Gevolg is ook, doordat zorginstellingen met de invoering van integrale tarieven zelf verantwoordelijk worden voor hun vastgoed, de banken naar verwachting hun rente om deze te financieren zullen gaan verhogen. Banken worden in toenemende mate

stakeholder in de zorgsector. Er ontstaat hierdoor zowel een volumerisico als een

tariefrisico. Het bouwregime is, zoals in hoofdstuk 4 reeds gezegd, voor de ziekenhuizen per 1 januari 2008 afgeschaft en voor AWBZ-instellingen wordt deze naar verwachting per 1 januari 2009 afgeschaft.

Omdat de kapitaallasten uit de geleverde zorg moeten worden terugverdiend, is het zaak om qua zorgverlening “uit te blinken” boven die van de concurrentie. In theorie klinkt dit natuurlijk erg mooi. In de praktijk is het zaak om zo goed mogelijk zorg te verlenen aan de patiënt, een goede reputatie te behouden dan wel op te bouwen, positief in het nieuws komen. Een eerste stap hierbij is om medische incidenten te voorkomen, één incident kan namelijk al de reputatie vernietigen. Het VWS-systeem kan hierbij houvast bieden. Om wanbetalers in de markt tegen te gaan kunnen zorginstellingen een actief debiteurenbeleid ontwikkelen.

3. Continuïteitsrisico

Er wordt in de jaarverslagen ook veel gesproken over een continuïteitsrisico bij de zorginstellingen. Het gaat hierbij o.a. om verlies aan data door stroomuitval en ICT-problemen (ook wel informatierisico genoemd). Ook valt hieronder de levensbedreigende situaties voor patiënten die kunnen ontstaan als gevolg van stroomuitval (uitvallen van apparatuur, verlies van medische patiëntgegevens).

Hiertoe is er binnen veel zorginstellingen reeds een calamiteitenplan opgesteld, dit is dan ook ten zeerste aan te bevelen. Als beheersingsmaatregel voor stroomuitval zijn hiertoe noodstroom-generatoren/ -aggregaten aan te bevelen.

In het kader van de verbetering van informatiebeveiliging zijn verder binnen bepaalde zorginstellingen activiteiten gedefinieerd voor het invoeren van continuïteitsbeheer binnen de organisaties. Continuïteitsbeheer heeft hierbij tot doel de beschikbaarheid van de belangrijke bedrijfsprocessen en de benodigde informatievoorziening onder normale en buitengewone omstandigheden te waarborgen.

Voor het afdekken van de ICT-risico’s kan gedacht worden aan Service Level Agreements (SLA’s), IT-general- en application controls, waaronder o.a. vallen de backup-en

recoveryprocedures, calamiteitenplan, logische toegangsbeveiliging, continuïteitsbeheer, wijzigingenbeheer.

**Aangeleverde gegevens:**
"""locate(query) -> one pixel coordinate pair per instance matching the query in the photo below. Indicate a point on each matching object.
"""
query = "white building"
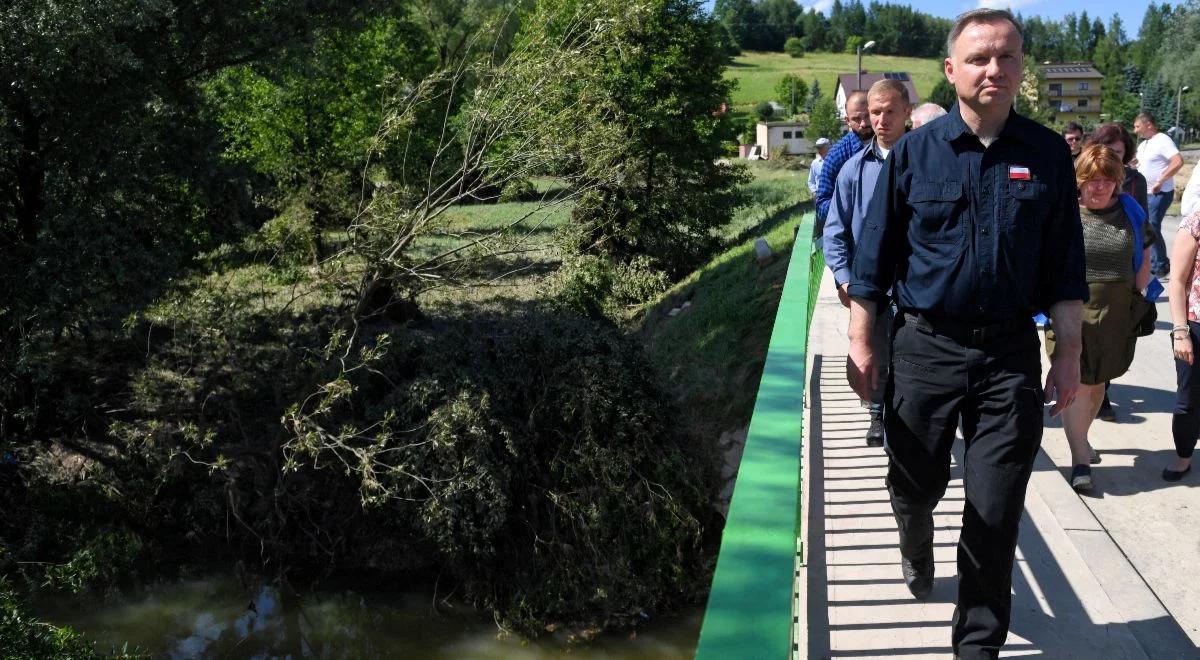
(790, 135)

**De opdracht:** Schrijf het vervolg op de tekst over risico's bij zorginstellingen, te beginnen na de laatste zin.

**Het resultaat:**
4. Patiëntenrisico

Op het terrein van patiëntenzorg worden in de jaarverslagen risico’s rond het realiseren van de beoogde kwaliteit benoemd. Dit betreffen enerzijds risico’s van het daadwerkelijk leveren van goede zorg, maar ook risico’s rond de waarneming ervan door “de

omgeving” en “de klant”. Elementen zoals “bereikbaarheid en communicatie”, “efficiency” en “wachtlijsten” spelen hierbij een rol. Ook het voorkomen van medische missers/ incidenten is hierbij erg belangrijk.

Binnen een aantal ziekenhuizen wordt recentelijk het Veiligheid Management Systeem, kortweg VMS, toegepast en ontwikkeld om de patiëntenveiligheid te waarborgen. Dit systeem dient in 2009 verplicht ingevoerd te zijn in alle Nederlandse ziekenhuizen. Voor de AWBZ-zorginstellingen zou een dergelijk systeem eveneens aan te bevelen zijn.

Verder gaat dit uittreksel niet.